Entries on locating named things
## begin

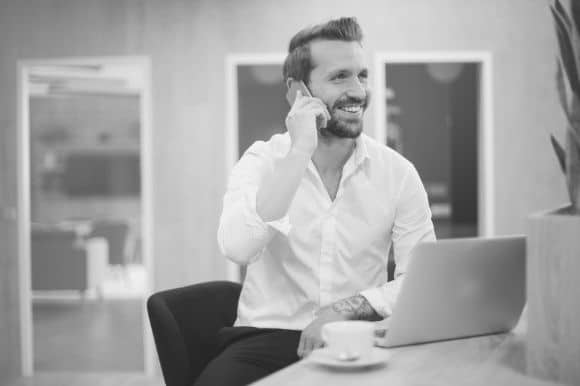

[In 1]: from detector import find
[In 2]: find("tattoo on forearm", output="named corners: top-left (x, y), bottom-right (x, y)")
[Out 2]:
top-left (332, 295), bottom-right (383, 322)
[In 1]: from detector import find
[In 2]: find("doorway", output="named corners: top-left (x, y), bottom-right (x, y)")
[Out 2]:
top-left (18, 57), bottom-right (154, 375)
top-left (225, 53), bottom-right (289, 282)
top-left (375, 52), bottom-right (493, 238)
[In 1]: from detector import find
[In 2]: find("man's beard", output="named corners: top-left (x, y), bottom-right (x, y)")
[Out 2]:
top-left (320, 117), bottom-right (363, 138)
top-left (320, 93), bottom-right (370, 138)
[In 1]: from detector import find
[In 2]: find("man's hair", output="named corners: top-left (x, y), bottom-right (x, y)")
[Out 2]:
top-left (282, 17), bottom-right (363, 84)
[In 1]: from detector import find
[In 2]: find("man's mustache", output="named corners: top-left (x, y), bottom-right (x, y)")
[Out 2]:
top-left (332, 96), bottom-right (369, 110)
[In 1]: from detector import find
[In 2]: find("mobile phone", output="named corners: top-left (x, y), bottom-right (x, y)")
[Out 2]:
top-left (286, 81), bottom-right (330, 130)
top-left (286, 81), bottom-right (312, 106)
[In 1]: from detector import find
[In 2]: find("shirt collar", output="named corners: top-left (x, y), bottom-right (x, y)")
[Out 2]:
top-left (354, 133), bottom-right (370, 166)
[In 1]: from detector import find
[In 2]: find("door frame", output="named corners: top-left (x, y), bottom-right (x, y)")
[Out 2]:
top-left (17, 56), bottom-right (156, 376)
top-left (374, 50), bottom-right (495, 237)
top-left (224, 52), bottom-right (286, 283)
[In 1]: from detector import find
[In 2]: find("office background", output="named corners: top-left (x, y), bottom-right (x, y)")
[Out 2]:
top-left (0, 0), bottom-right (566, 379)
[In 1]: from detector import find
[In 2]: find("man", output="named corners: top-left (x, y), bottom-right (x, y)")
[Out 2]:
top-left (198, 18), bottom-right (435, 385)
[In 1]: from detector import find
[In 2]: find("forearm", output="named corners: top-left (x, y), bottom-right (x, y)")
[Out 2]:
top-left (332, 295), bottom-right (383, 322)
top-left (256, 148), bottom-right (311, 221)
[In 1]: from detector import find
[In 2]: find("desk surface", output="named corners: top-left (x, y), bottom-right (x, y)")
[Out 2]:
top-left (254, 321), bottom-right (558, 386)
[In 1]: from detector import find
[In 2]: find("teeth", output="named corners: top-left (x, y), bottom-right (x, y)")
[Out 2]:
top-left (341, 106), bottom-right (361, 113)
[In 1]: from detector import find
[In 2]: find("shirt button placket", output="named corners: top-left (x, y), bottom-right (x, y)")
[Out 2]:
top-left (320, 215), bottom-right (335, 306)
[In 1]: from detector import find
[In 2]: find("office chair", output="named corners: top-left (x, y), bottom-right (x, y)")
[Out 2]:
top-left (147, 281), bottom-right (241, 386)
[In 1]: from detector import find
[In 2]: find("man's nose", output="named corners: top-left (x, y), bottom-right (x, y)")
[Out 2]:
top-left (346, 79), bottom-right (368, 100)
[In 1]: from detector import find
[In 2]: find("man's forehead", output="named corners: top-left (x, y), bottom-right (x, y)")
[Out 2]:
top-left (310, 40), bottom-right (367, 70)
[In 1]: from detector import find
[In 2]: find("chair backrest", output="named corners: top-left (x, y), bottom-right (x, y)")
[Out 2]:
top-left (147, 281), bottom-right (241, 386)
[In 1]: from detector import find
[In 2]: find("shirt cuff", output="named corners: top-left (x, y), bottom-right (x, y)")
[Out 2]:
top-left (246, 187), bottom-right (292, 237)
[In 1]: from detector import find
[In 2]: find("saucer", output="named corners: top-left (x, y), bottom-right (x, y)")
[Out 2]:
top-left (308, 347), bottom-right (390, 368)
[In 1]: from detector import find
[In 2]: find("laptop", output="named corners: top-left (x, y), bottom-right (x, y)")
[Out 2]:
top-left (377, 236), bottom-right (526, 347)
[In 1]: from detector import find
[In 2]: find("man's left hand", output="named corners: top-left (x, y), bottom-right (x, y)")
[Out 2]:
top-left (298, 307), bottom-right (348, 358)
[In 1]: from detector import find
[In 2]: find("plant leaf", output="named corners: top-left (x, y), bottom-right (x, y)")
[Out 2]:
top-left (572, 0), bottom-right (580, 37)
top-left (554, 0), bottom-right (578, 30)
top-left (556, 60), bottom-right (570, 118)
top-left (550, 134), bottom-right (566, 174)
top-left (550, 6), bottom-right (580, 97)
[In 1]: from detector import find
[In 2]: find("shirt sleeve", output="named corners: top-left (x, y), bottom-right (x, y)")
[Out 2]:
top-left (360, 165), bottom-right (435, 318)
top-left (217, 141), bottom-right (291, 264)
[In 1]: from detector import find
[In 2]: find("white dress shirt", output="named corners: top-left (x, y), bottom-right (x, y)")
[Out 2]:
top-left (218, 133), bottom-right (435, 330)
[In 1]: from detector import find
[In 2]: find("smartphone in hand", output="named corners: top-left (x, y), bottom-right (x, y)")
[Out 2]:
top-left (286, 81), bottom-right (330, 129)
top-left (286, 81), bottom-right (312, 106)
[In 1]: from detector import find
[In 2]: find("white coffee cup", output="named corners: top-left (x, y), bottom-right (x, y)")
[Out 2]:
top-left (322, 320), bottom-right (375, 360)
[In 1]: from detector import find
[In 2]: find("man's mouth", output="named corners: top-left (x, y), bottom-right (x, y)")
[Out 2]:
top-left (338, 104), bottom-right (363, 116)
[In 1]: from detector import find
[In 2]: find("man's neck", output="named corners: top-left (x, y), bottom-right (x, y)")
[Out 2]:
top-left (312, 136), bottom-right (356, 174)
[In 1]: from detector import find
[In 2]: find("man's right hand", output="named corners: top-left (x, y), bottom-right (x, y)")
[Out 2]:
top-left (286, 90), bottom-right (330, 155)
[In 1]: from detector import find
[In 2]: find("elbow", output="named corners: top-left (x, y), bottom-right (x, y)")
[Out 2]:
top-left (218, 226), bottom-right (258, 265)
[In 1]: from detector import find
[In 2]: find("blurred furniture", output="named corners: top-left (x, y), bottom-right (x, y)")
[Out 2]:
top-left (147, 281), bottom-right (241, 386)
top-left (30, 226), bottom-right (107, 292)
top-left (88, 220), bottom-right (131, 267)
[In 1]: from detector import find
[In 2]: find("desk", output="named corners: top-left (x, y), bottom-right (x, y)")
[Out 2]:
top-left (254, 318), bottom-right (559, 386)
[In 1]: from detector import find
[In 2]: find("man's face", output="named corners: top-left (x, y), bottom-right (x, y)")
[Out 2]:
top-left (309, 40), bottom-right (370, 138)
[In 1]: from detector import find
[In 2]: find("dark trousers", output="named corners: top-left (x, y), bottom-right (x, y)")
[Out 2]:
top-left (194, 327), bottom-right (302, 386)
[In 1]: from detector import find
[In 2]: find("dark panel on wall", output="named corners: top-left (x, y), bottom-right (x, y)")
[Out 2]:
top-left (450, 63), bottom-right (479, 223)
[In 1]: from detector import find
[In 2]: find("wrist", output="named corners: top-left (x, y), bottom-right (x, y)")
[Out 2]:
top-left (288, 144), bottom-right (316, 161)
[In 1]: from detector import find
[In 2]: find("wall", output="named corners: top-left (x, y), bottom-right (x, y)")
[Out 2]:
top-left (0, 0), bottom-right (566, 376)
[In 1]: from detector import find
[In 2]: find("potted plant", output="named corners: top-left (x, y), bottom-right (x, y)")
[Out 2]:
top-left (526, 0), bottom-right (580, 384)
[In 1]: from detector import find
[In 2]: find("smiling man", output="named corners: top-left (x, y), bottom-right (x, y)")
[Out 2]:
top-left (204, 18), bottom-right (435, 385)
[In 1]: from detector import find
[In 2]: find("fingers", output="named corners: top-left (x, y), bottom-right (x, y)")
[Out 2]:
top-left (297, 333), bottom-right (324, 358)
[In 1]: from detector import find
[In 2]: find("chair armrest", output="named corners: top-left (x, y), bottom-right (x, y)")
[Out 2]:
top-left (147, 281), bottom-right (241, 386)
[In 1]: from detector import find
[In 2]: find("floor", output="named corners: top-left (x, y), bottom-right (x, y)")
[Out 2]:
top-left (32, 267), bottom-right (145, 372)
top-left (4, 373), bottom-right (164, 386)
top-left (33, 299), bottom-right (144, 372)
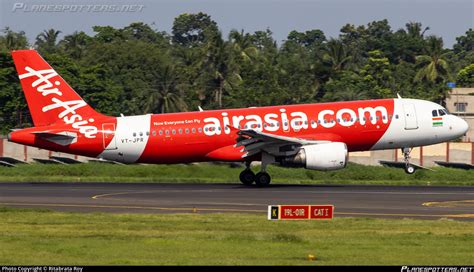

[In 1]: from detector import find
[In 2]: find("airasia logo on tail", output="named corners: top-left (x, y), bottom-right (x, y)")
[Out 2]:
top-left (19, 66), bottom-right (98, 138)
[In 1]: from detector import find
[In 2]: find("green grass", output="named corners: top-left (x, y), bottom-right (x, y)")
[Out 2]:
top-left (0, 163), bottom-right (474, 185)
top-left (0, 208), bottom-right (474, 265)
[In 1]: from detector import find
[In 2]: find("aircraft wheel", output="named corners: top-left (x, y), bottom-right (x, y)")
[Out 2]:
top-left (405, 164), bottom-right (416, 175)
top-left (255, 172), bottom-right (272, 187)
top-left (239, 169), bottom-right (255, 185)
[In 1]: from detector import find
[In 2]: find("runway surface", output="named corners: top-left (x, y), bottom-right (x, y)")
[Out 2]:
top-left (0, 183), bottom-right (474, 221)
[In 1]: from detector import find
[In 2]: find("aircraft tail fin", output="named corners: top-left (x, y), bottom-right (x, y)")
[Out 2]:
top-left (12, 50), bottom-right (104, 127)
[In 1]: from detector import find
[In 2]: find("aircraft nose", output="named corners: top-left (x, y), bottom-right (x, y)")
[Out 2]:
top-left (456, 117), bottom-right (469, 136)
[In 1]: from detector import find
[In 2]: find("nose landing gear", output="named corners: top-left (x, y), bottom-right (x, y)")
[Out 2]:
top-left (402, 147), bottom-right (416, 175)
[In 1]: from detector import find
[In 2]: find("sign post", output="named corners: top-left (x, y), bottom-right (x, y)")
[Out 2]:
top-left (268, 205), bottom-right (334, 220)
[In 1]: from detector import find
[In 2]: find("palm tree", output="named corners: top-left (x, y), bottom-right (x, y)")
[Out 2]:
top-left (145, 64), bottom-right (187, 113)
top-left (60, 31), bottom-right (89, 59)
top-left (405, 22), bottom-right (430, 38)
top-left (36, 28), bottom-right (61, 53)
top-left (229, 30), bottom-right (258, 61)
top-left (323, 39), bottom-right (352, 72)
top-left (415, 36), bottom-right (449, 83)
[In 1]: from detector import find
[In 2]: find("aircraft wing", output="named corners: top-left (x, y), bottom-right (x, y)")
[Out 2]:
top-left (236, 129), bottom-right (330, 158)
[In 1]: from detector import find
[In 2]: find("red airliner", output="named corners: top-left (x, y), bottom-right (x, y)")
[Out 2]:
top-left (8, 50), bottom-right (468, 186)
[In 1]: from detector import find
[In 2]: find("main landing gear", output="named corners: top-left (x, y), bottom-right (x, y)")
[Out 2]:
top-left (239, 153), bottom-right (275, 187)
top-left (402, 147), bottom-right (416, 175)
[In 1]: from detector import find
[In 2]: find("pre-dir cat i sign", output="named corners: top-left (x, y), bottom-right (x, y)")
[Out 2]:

## end
## begin

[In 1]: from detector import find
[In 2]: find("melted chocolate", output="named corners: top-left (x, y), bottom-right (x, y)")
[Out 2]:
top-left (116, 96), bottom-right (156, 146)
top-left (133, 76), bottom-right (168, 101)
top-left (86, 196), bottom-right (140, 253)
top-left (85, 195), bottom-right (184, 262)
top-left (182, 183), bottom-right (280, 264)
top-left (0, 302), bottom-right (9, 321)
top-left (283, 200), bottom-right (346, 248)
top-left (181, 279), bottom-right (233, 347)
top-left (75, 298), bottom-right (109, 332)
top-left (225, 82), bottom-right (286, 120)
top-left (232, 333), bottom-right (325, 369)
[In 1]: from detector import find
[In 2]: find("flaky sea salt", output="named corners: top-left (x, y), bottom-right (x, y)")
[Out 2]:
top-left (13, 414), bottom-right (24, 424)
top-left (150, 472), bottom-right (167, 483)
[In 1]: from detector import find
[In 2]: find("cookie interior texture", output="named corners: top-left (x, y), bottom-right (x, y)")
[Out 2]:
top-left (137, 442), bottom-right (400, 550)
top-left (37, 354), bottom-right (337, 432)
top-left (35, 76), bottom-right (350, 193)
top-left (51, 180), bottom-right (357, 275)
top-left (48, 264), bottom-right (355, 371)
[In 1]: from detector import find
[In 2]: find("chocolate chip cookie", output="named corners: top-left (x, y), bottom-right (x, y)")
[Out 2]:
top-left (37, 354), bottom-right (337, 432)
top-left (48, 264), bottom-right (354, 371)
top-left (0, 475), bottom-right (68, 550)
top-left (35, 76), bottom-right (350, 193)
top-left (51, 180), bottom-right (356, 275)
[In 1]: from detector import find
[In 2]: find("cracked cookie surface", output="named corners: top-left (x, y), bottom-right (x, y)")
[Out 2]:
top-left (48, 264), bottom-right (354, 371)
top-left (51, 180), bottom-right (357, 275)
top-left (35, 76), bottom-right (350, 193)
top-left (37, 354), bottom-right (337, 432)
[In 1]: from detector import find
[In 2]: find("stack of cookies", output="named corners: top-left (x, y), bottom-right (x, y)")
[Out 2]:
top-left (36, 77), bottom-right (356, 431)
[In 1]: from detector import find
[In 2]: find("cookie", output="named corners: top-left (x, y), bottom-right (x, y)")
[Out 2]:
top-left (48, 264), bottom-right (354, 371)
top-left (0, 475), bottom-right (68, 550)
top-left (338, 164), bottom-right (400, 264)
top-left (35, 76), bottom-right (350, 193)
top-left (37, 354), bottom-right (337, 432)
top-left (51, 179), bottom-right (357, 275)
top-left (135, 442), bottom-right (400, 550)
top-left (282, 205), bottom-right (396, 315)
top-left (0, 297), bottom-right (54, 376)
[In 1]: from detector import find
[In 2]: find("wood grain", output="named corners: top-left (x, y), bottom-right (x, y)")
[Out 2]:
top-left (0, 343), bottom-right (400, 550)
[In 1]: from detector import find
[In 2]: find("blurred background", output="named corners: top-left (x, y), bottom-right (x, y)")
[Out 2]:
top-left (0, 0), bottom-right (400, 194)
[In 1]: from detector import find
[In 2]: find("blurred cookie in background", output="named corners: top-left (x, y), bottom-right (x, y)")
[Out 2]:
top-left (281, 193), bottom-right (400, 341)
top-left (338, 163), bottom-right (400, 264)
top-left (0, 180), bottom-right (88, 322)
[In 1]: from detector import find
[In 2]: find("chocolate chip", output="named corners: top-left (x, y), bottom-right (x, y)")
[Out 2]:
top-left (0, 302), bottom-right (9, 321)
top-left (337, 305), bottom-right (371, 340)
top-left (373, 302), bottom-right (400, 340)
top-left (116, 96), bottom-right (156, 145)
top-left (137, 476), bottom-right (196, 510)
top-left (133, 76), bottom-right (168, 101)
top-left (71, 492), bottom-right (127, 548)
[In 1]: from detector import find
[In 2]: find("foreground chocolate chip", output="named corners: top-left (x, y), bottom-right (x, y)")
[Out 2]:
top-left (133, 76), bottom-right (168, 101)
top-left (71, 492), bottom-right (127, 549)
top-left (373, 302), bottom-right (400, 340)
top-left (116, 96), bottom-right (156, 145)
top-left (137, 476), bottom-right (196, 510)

## end

• _EXERCISE BRIEF_: Select every line in the entries above that contains the word "chocolate" and copy those lines out.

• _SOLUTION FOR THIS TASK_:
[In 2]: find("melted chocolate", output="named corners: top-left (x, y), bottom-right (x, y)")
[In 2]: find("chocolate chip cookie", output="named corners: top-left (x, y), bottom-right (x, y)")
[In 2]: find("chocolate chip", output="named corners: top-left (x, y), bottom-right (x, y)")
[In 2]: find("foreground chocolate chip", output="named corners: top-left (x, y), bottom-right (x, y)")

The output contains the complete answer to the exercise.